» **Text**:
Results 1 to 3 of 3
  1. #1
    Join Date
    Mar 2001
    Location
    Lexington, KY
    Posts
    606

    Unanswered: SQL Performance Tuning

    I have four tables in our Oracle 9i DBMS:
    sorgeor( sorgeor_code, sorgeor_start_range, sorgeor_end_range )
    Cardinality 230,000

    spraddr( spraddr_pidm, spraddr_atyp_code, spraddr_status_ind, spraddr_zip, etc. )
    Cardinality 2,200,000

    aprcatg( aprcatg_pidm, aprcatg_donr_code )
    Cardinality 260,000

    spbpers( spbpers_pidm, spbpers_dead_ind )
    Cardinality 716,000

    SORGEOR is a ‘georegion’ table. Basically we define geographical areas and store the zip code ranges in the sorgeor table. For example, I might have a georegion row that looks like this:
    sorgeor{ OH_COL, 43080-0000, 43085-9999 }
    sorgeor{ OH_COL, 43090-0000, 43091-9999 }

    This means that we’ve defined the Columbus, OH metro georegion to include anyone whose zip code is between 43080-000, 43085-9999 or 43090-0000 to 43091-9999.

    I would be included in this list because my spraddr row looks like this:
    spraddr{ 12345, ‘MA’, NULL, 43081-1234 }

    My brother would not be, because his address has expired:
    spraddr{ 11111, ‘MA’, ‘INACTIVE’, 43082-3333 }

    My neighbor would not be included even though he lives in Columbus because he is deceased:
    spraddr{ 1234, ‘MA’, NULL, 43080 }
    spbpers{ 1234, ‘DECEASED’ }

    My mom would not be included even though she lives in Columbus because she does not have any aprcatg_donr_codes which start with A:
    spraddr{ 9999, ‘MA’, NULL, 43091-1111 }
    aprcatg{ 9999, ‘PG’ }

    My goal is, for particular georegions, get a count of everyone who is still alive, has an ‘A%’ donr_code, and still lives in that georegion (status_ind IS NULL and spraddr_to_date < SYSDATE or spraddr_to_date IS NULL) and is of type MA (spraddr_atyp_code of ‘MA’).

    This is what I currently have:
    Code:
      SELECT /*+INDEX( SPRADDR SPRADDR_KEY_INDEX ) +INDEX( APRCATG PK_APRCATG ) +ALL_ROWS*/
      	   COUNT( DISTINCT spraddr_pidm )
      	 , sorgeor_geor_code
        FROM sorgeor
       INNER
        JOIN spraddr
      	ON spraddr_pidm IN( SELECT /*+INDEX( APRCATG PK_APRCATG )*/ aprcatg_pidm
     						 FROM aprcatg
     					 WHERE aprcatg_pidm = spraddr_pidm
     						 AND aprcatg_donr_code LIKE 'A%' )

» **Stated goal 1**: In the SQL performance tuning thread, what cardinality is given for the spbpers table?

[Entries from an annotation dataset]
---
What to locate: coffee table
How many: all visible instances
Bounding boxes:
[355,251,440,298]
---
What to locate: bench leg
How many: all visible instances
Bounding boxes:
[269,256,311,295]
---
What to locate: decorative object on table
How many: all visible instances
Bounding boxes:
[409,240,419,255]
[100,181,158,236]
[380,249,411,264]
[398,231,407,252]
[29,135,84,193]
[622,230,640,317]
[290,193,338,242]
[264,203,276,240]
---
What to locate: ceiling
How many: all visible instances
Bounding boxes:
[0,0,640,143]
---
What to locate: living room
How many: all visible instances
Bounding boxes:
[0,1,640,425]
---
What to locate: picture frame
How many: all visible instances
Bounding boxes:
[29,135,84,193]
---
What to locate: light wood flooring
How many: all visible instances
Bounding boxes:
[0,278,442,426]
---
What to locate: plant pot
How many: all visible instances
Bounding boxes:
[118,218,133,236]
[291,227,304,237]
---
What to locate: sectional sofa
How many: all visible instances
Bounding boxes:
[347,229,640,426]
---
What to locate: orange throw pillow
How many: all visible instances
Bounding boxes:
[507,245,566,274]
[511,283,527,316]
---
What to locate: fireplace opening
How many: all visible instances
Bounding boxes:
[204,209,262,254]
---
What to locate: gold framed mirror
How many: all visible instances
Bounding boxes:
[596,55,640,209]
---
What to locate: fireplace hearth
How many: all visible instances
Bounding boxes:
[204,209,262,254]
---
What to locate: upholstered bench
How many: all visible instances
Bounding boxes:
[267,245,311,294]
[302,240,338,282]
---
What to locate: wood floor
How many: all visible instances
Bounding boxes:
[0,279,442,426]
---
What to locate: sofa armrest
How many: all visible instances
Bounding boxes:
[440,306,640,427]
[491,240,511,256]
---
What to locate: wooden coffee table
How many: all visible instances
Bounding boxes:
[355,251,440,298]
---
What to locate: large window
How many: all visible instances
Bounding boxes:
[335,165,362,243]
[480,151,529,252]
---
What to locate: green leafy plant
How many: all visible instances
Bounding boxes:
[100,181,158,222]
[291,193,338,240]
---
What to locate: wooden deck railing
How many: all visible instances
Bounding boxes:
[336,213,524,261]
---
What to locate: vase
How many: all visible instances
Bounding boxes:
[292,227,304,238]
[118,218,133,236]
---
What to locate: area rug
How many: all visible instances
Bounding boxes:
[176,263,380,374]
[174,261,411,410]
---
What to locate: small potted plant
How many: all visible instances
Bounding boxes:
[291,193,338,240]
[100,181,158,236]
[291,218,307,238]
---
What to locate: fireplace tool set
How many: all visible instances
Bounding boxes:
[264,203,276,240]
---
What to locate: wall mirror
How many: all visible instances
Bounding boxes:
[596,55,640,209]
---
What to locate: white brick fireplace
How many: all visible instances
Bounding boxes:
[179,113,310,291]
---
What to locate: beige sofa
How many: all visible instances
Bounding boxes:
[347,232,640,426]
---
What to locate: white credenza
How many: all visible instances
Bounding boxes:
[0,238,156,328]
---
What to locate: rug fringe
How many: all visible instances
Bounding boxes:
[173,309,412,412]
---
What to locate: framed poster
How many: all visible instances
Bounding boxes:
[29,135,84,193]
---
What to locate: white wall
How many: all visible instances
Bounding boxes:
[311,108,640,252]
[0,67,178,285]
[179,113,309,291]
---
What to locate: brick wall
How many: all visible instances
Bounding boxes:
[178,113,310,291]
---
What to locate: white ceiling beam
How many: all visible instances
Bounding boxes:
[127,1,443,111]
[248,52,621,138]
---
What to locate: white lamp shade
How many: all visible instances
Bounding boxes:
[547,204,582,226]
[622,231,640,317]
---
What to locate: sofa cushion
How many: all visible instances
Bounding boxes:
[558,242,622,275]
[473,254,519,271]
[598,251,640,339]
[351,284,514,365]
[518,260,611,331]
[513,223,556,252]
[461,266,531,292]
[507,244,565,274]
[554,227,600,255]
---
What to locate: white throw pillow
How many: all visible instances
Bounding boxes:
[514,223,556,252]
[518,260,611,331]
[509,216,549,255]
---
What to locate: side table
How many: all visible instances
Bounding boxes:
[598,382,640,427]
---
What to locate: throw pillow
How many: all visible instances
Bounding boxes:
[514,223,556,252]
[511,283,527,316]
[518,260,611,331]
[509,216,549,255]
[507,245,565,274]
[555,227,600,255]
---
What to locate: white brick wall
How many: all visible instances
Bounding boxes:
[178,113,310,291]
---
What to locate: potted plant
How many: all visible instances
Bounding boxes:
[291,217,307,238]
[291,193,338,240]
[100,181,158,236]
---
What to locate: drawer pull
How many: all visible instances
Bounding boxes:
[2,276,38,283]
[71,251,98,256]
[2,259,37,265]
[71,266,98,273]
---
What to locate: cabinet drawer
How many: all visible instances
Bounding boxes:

» **Stated goal 2**: Copy the records from their first line up to and including the line with "[336,213,524,261]".

» **Full output 1**: 716,000

» **Full output 2**:
---
What to locate: coffee table
How many: all visible instances
Bounding boxes:
[355,251,440,298]
---
What to locate: bench leg
How many: all visible instances
Bounding boxes:
[269,256,311,295]
---
What to locate: decorative object on table
How many: all visible instances
Bounding boxes:
[409,240,419,255]
[100,181,158,236]
[380,249,411,264]
[398,231,407,252]
[29,135,84,193]
[622,230,640,317]
[290,193,338,242]
[264,203,276,240]
---
What to locate: ceiling
How many: all visible instances
Bounding boxes:
[0,0,640,143]
---
What to locate: living room
How many: all visible instances
Bounding boxes:
[0,1,640,425]
---
What to locate: picture frame
How many: all visible instances
Bounding boxes:
[29,135,84,193]
---
What to locate: light wood flooring
How many: all visible instances
Bounding boxes:
[0,278,442,426]
---
What to locate: plant pot
How many: all visible instances
Bounding boxes:
[118,218,133,236]
[291,227,304,237]
---
What to locate: sectional sofa
How many: all visible instances
Bounding boxes:
[347,229,640,426]
---
What to locate: orange throw pillow
How many: all visible instances
Bounding boxes:
[507,245,566,274]
[511,283,527,316]
---
What to locate: fireplace opening
How many: all visible instances
Bounding boxes:
[204,209,262,254]
---
What to locate: gold framed mirror
How many: all visible instances
Bounding boxes:
[596,55,640,209]
---
What to locate: fireplace hearth
How many: all visible instances
Bounding boxes:
[204,209,262,254]
---
What to locate: upholstered bench
How many: all visible instances
Bounding boxes:
[267,245,311,294]
[302,240,338,282]
---
What to locate: wood floor
How many: all visible instances
Bounding boxes:
[0,279,442,426]
---
What to locate: sofa armrest
How many: all visible instances
Bounding boxes:
[440,306,640,427]
[491,240,511,256]
---
What to locate: wooden coffee table
How many: all visible instances
Bounding boxes:
[355,251,440,298]
---
What to locate: large window
How many: all visible instances
Bounding boxes:
[335,165,362,243]
[480,151,529,252]
---
What to locate: green leafy plant
How many: all visible instances
Bounding boxes:
[100,181,158,222]
[291,193,338,240]
---
What to locate: wooden deck railing
How many: all visible instances
Bounding boxes:
[336,213,524,261]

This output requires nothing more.